### Reading passage
↓↓↓

Genesis 18:1-14 (NRSV)
The Lord appeared to Abraham by the oaks of Mamre, as he sat at the entrance of his tent in the heat of the day. He looked up and saw three men standing near him. When he saw them, he ran from the tent entrance to meet them, and bowed down to the ground.
He said, “My lord, if I find favor with you, do not pass by your servant. Let a little water be brought, and wash your feet, and rest yourselves under the tree. Let me bring a little bread, that you may refresh yourselves, and after that you may pass on—since you have come to your servant.”
So they said, “Do as you have said.”
And Abraham hastened into the tent to Sarah, and said, “Make ready quickly three measures of choice flour, knead it, and make cakes.” Abraham ran to the herd, and took a calf, tender and good, and gave it to the servant, who hastened to prepare it. Then he took curds and milk and the calf that he had prepared, and set it before them; and he stood by them under the tree while they ate.
They said to him, “Where is your wife Sarah?” And he said, “There, in the tent.” Then one said, “I will surely return to you in due season, and your wife Sarah shall have a son.” And Sarah was listening at the tent entrance behind him.

↑↑↑

### Brief A
In the Genesis passage, where was Abraham sitting when the Lord appeared to him?
### Brief B
Extend the Genesis passage past its final sentence.

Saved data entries

↓↓↓

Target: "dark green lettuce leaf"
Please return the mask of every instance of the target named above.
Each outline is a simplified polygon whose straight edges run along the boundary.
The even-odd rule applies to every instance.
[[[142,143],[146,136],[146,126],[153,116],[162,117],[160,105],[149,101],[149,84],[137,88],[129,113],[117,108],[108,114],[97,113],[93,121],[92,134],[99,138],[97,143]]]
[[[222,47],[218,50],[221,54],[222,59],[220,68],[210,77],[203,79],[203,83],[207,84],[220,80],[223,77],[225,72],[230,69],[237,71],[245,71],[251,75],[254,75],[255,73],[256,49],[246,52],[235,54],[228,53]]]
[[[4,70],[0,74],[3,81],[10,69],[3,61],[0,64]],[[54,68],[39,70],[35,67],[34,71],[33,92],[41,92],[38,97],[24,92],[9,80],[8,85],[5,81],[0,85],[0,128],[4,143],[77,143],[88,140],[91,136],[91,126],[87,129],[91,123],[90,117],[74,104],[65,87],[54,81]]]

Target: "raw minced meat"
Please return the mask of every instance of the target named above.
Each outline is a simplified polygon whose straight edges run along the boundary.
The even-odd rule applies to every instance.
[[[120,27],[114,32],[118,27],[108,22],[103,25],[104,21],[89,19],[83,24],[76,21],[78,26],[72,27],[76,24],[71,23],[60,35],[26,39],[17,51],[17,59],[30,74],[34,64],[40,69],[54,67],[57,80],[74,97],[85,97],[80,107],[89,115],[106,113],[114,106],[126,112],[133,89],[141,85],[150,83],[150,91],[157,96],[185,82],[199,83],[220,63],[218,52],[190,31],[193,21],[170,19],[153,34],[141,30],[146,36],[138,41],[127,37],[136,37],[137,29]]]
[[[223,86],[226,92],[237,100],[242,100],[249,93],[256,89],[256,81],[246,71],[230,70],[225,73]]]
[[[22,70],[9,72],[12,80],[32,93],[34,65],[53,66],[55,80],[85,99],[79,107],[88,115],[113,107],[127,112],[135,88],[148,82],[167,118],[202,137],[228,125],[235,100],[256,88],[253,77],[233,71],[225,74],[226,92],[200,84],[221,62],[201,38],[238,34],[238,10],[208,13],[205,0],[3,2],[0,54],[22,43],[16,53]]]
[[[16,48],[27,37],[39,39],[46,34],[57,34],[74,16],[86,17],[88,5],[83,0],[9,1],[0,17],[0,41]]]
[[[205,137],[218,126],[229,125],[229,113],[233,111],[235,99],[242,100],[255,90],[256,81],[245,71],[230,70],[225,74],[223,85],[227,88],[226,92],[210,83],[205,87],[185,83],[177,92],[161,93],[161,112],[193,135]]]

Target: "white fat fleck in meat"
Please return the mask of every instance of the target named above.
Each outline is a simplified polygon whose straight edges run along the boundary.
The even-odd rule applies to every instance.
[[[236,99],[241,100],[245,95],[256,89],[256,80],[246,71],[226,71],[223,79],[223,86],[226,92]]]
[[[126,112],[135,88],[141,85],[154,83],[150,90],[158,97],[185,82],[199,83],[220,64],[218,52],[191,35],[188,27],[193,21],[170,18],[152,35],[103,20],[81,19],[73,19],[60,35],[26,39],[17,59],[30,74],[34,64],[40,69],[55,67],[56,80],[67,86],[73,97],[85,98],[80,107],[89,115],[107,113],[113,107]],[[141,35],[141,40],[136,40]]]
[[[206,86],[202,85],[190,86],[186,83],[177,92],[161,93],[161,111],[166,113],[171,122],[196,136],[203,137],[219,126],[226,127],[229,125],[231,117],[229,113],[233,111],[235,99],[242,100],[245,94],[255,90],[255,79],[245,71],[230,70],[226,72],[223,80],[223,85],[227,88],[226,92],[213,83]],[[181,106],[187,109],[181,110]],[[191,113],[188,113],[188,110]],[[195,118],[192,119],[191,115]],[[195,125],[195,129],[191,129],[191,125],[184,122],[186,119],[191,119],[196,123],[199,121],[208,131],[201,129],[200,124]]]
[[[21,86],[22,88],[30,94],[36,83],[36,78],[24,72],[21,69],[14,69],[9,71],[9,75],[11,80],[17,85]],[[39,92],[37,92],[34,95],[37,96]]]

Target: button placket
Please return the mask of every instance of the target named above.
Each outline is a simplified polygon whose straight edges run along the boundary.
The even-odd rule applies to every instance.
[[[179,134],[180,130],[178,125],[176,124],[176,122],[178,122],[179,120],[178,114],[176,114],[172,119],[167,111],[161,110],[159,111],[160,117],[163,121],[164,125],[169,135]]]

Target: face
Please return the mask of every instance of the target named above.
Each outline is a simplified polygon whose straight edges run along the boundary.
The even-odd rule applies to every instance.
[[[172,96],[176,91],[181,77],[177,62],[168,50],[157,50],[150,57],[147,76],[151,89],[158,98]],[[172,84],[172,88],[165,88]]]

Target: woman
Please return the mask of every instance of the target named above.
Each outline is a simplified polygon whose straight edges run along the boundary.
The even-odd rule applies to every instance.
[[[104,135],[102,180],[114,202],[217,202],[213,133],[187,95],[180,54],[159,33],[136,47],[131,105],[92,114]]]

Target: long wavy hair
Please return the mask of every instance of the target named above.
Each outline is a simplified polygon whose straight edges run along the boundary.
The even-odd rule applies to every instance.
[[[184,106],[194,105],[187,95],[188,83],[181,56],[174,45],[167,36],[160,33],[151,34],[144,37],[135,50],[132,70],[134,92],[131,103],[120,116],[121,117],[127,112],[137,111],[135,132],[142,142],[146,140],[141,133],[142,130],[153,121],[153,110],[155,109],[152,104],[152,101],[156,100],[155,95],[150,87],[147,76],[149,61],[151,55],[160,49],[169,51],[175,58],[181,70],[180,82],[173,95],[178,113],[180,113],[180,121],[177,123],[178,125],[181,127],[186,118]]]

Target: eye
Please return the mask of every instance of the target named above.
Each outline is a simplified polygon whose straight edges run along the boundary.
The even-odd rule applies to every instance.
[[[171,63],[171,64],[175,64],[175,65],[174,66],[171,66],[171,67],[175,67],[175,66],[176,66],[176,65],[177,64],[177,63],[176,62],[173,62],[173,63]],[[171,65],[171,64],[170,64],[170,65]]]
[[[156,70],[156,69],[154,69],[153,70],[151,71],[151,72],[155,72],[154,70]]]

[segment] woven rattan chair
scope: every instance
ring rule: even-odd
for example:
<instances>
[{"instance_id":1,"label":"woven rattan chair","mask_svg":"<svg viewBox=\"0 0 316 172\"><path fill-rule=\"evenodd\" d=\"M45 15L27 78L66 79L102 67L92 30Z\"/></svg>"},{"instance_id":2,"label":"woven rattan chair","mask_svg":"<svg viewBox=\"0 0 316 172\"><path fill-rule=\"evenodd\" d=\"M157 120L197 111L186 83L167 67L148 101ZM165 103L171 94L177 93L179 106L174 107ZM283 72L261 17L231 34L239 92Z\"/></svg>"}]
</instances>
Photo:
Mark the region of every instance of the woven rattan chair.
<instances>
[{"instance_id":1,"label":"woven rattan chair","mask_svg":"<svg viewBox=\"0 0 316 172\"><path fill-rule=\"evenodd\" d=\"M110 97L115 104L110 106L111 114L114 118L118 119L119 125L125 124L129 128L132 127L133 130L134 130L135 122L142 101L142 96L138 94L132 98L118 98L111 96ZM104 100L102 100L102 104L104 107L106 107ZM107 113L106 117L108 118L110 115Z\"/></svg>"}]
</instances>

↑↑↑

### Reply A
He was sitting at the entrance of his tent by the oaks of Mamre, in the heat of the day.

### Reply B
Now Abraham and Sarah were old, advanced in age; it had ceased to be with Sarah after the manner of women. So Sarah laughed to herself, saying, “After I have grown old, and my husband is old, shall I have pleasure?” The Lord said to Abraham, “Why did Sarah laugh, and say, ‘Shall I indeed bear a child, now that I am old?’ Is anything too wonderful for the Lord? At the set time I will return to you, in due season, and Sarah shall have a son.”
May God speak hope to us through the reading and hearing of this passage.
Hope: An Old Woman’s Laugh
Will you pray with me? Holy God, may the words of my mouth and the meditations of all of our hearts be acceptable to you, our strength and our redeemer. Amen.
It is a hot summer’s afternoon, and a woman walks up to a little league baseball game — perhaps she’s a relative or friend arriving late…. In any case, she approaches a boy in the dugout and asks him the score.
“Eighteen to nothing — we’re behind,” He responds.
The woman gets a sympathetic look on her face, “Boy! You must be feeling pretty discouraged.”
I imagine the woman talking to us:
Boy, 29 million Americans unemployed…. You must be feeling pretty discouraged.
Three months of virtual worship and at least another two to go….
Schools closed since March and no one knows what the fall will look like…
Over 120,000 people having died of the Corona Virus just since February….
400 years of racial injustice in the United States and systems that continue to perpetuate inequality and violence to black and brown bodies….
Boy! You must be feeling pretty discouraged!
I imagine her talking to Sarah:
90 years old, way past menopause menopause and childless…. Boy, you must be feeling pretty discouraged!
Yes. I want to say. Yes, we are feeling pretty discouraged.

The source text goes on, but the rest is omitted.